- Questions on the material -
1. Answer these questions from the book review:
(a) What star rating does the review give?
(b) What role did the work play during the Nazi trials?
(c) With what experience do the accounts begin, and with what do they end?
2. Carry on the book review about the concentration camp eyewitness accounts, starting after its final sentence.

- Text block -
=== Section Start ===

20 of 21 people found the following review helpful:
5.0 out of 5 stars
Translation and Oral History at its Very Best, October 15, 1998
This review is from: Inside the Concentration Camps: Eyewitness Accounts of Life in Hitler's Death Camps (Hardcover)
It is hard to believe that this book is only now available in English. Consisting entirely of eye-witness accounts of life in German concentration camps, the work served as an important source of evidence during the Nazi trials. The accounts, however, are compiled so that they form a narrative that is roughly chronological, beginning with the experience of deportation and ending with the grim business of counting bodies. In between lies the whole experience of the prisoner: the forced and brutalizing work, the whimsical or studied methods of torture, the grisly medical experiments, the routine executions, the gasing of ever larger groups, the ovens that burned night and day, and constantly, throughout the story, the capricious beating, kicking and whipping. Primo Levi, who wrote so eloquently about the danger of forgetting, would have appreciated this book.

=== Section End ===

- Data block -
=== Section Start ===

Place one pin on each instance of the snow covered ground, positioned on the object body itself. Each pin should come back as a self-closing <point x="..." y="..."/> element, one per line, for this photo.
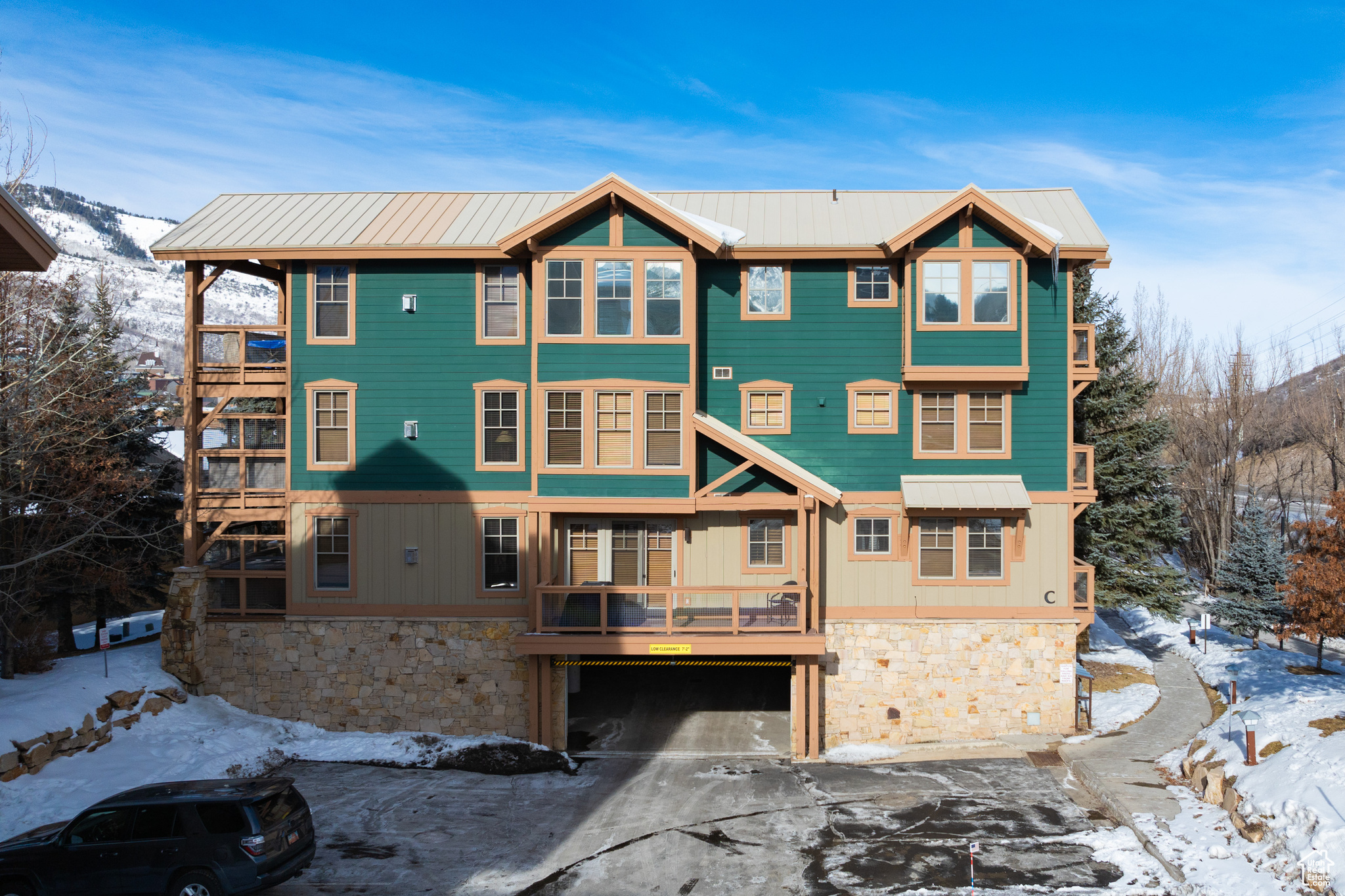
<point x="204" y="738"/>
<point x="1298" y="792"/>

=== Section End ===

- Answers by item number -
1.
(a) 5.0 out of 5 stars.
(b) It served as an important source of evidence.
(c) They begin with the experience of deportation and end with the grim business of counting bodies.

2.
And Thomas Whissen, the translator, has performed an admirable and selfless job. He has rendered this story in a language that is so clear, so transparent, that one forgets that one is reading words on a page. The book leaves one feeling bruised and battered, and not quite willing to go back into a world of comforts. It leaves one deeply suspicious of humanity. And this perhaps is a good thing.
Incidentally, it is difficult to imagine a book better suited for university courses on the holocaust.
Carmine Di Biase, Ph.D. (cdibiase@jsucc.jsu.edu)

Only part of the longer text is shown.